__PROMPT__. Copy the passage about the Grässlin collection from "His family buys" up to and including "art has to go.", substituting "little town" for "small town".

__PASSAGE PROVIDED__.
======
Photo: Nic Tenwiggenhorn


In the ground floor below with the Grässlin apartment on Bahnhof Strasse, and visible from the outside through a large window, stands Reinhard Mucha's "Der Bau" (The Burrow), a room-devouring monstrosity made of black boards and held together with 50,000 screws. The strict form models the interior of a tunnel. Just as the colors are reversed with Kippenberger's frog, Mucha's work is a kind of spatial negative. Depicted is not the mountain with its hole, but instead the volume of the cavity itself.

In the Black Forest, people have a weakness for railways that take shortcuts. Even today, Italians in Sankt Georgen represent the largest group of descendants of émigré tunnel builders. And Thomas Grässlin enthuses over how he and artist Reinhard Mucha walked the rails together along the Swiss border, many kilometers into the depth of the mountain, ducking hurriedly into recesses when a train rushed suddenly into the tunnel.

When the people of Sankt Georgen read this, they are unlikely to even shake their heads, they are so used to such things. After all, they know their Grässlins. There are regular, public guided tours through the family's private spaces. In summer, Thomas sits with his Nanette in front of the house on a red bench next to a bogus wastebasket and brutal flower boxes (parts of Ina Weber's installation "Haltestelle" (Stop), prepared for discussions with all and sundry.

And there the collector sits, a piece of social sculpture, so to speak. Rotund, in his late 40s, wearing horn-rimmed glasses and a hearing aid, with open collar and braces, he is a man of consummate eloquence. Whether the topic is organic farming, Cassius Clay, traditional local hats such as the Bollenhut, Free Jazz or the latest hype on the art market, Thomas Grässlin provides a fireworks of subtle apercus.

His family buys art that is meant to be appreciated by everyone. For a decade already, they have presented installations in the streets of their small town: in the vacant shops of which there is no shortage. When a shop closes, they apply to use it until a new tenant has been found. They pay no rent, just heating and electricity. Then they go to work with white paint, drills, dowels and cold lights fixtures, and in a few days, the space has been transformed into a showcase for contemporary art. The owner's telephone number is displayed in the window: if the shop is rented, the art has to go.
======
__DATA SHOWN__.

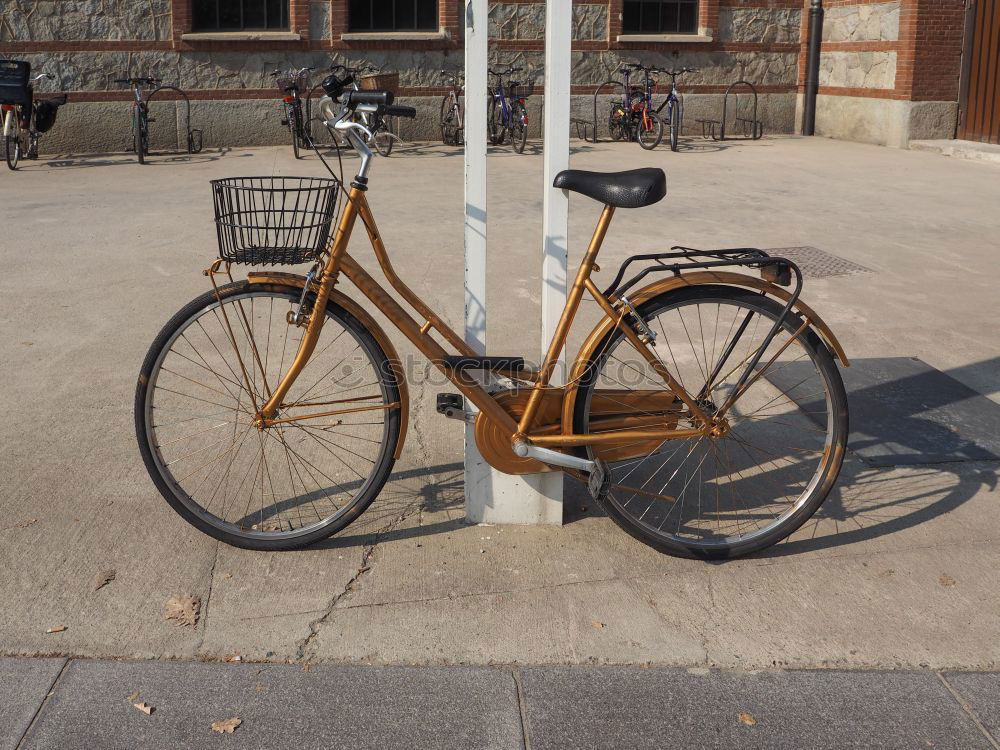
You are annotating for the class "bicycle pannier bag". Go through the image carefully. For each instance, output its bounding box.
======
__RESPONSE TO THIS TASK__.
His family buys art that is meant to be appreciated by everyone. For a decade already, they have presented installations in the streets of their little town: in the vacant shops of which there is no shortage. When a shop closes, they apply to use it until a new tenant has been found. They pay no rent, just heating and electricity. Then they go to work with white paint, drills, dowels and cold lights fixtures, and in a few days, the space has been transformed into a showcase for contemporary art. The owner's telephone number is displayed in the window: if the shop is rented, the art has to go.